Work instruction
Only the lines below from the one containing "the <item>puppy's front" through the one containing "query (the noun phrase to segment): <item>puppy's leg</item>" belong in the answer, set down exactly, with the pictures left out.

** Material for the task follows **

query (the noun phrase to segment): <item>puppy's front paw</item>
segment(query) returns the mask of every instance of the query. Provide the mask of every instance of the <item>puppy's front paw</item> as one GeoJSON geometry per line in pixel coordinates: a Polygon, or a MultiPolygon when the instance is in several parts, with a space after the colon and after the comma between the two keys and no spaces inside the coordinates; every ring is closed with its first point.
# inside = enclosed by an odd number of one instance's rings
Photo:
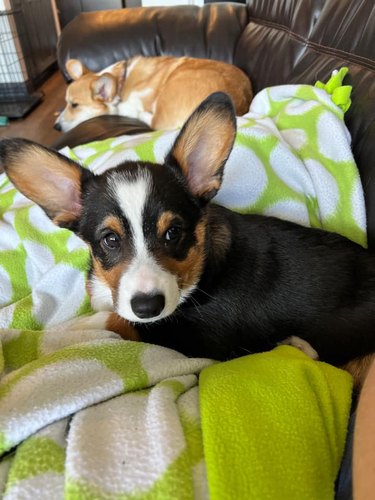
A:
{"type": "Polygon", "coordinates": [[[282,342],[279,342],[279,345],[291,345],[307,354],[307,356],[309,356],[311,359],[314,359],[315,361],[319,360],[319,355],[316,350],[311,347],[311,345],[306,340],[303,340],[295,335],[292,335],[282,342]]]}
{"type": "Polygon", "coordinates": [[[110,315],[114,314],[107,311],[100,311],[89,316],[79,316],[62,326],[69,330],[109,330],[106,328],[110,315]]]}

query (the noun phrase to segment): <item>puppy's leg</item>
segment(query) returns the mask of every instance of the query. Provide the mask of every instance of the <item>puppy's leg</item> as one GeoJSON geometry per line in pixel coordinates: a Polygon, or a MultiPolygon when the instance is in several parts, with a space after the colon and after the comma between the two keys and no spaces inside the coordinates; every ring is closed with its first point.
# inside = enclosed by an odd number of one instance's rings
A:
{"type": "Polygon", "coordinates": [[[316,350],[311,347],[311,345],[306,341],[303,340],[299,337],[296,337],[295,335],[292,335],[291,337],[286,338],[282,342],[279,342],[279,345],[291,345],[293,347],[296,347],[300,351],[304,352],[309,356],[311,359],[314,359],[318,361],[319,355],[316,352],[316,350]]]}
{"type": "Polygon", "coordinates": [[[140,340],[136,328],[115,312],[100,311],[64,324],[70,330],[110,330],[125,340],[140,340]]]}
{"type": "Polygon", "coordinates": [[[375,358],[375,354],[367,354],[361,358],[356,358],[341,366],[343,370],[348,371],[354,379],[354,388],[360,390],[367,376],[367,372],[375,358]]]}
{"type": "MultiPolygon", "coordinates": [[[[319,355],[316,352],[316,350],[313,349],[311,345],[308,342],[306,342],[306,340],[303,340],[294,335],[286,338],[285,340],[280,342],[279,345],[291,345],[293,347],[297,347],[297,349],[300,349],[302,352],[307,354],[311,359],[314,359],[316,361],[319,360],[319,355]]],[[[367,354],[366,356],[362,356],[361,358],[352,359],[345,365],[340,366],[340,368],[346,370],[352,375],[354,379],[353,382],[354,389],[356,389],[357,391],[359,391],[362,388],[362,385],[367,376],[367,372],[369,371],[369,368],[374,359],[375,359],[375,354],[367,354]]]]}

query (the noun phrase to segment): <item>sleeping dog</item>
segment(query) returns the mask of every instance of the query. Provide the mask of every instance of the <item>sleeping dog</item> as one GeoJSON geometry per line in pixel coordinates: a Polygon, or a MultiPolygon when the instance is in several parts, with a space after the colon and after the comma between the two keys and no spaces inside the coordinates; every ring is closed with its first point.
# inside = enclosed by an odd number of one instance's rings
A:
{"type": "Polygon", "coordinates": [[[66,70],[73,80],[55,128],[63,132],[95,116],[137,118],[156,130],[183,125],[212,92],[226,92],[237,115],[249,110],[251,83],[236,66],[192,57],[132,57],[93,73],[77,59],[66,70]]]}
{"type": "Polygon", "coordinates": [[[220,360],[294,336],[335,365],[372,353],[374,256],[338,234],[209,203],[235,133],[233,105],[215,93],[163,165],[95,176],[21,139],[2,141],[0,158],[21,192],[88,243],[98,328],[220,360]]]}

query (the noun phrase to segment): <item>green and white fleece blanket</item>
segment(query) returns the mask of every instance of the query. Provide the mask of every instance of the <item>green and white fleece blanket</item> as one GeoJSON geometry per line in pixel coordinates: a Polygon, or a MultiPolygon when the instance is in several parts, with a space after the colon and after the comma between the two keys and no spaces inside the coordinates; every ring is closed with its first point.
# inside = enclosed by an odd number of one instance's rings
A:
{"type": "MultiPolygon", "coordinates": [[[[350,95],[343,74],[322,88],[279,86],[255,97],[238,118],[217,203],[366,245],[363,192],[343,121],[350,95]]],[[[64,153],[100,173],[127,159],[163,161],[176,134],[119,137],[64,153]]],[[[86,246],[4,174],[0,216],[4,498],[206,497],[210,445],[206,440],[203,449],[197,375],[211,361],[64,324],[91,312],[86,246]]]]}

** End of Material for the task **

Written answer
segment(query) returns the mask of every instance of the query. Provide the mask of every instance of the <item>puppy's front paw</item> as one GeoJSON geometry per line in pixel coordinates: a Polygon, or a MultiPolygon when the instance is in several parts, with a space after the colon and after the comma between the two keys and no spaces inside the coordinates; every ring is closed with its first point.
# inside = enclosed by an odd number of one instance's rings
Photo:
A:
{"type": "Polygon", "coordinates": [[[282,342],[279,342],[279,345],[291,345],[307,354],[307,356],[309,356],[311,359],[314,359],[315,361],[319,360],[319,355],[316,350],[311,347],[311,345],[306,340],[303,340],[295,335],[292,335],[282,342]]]}
{"type": "Polygon", "coordinates": [[[110,315],[114,314],[107,311],[100,311],[89,316],[79,316],[62,326],[69,330],[109,330],[106,328],[110,315]]]}

query (the noun phrase to segment): <item>puppy's leg</item>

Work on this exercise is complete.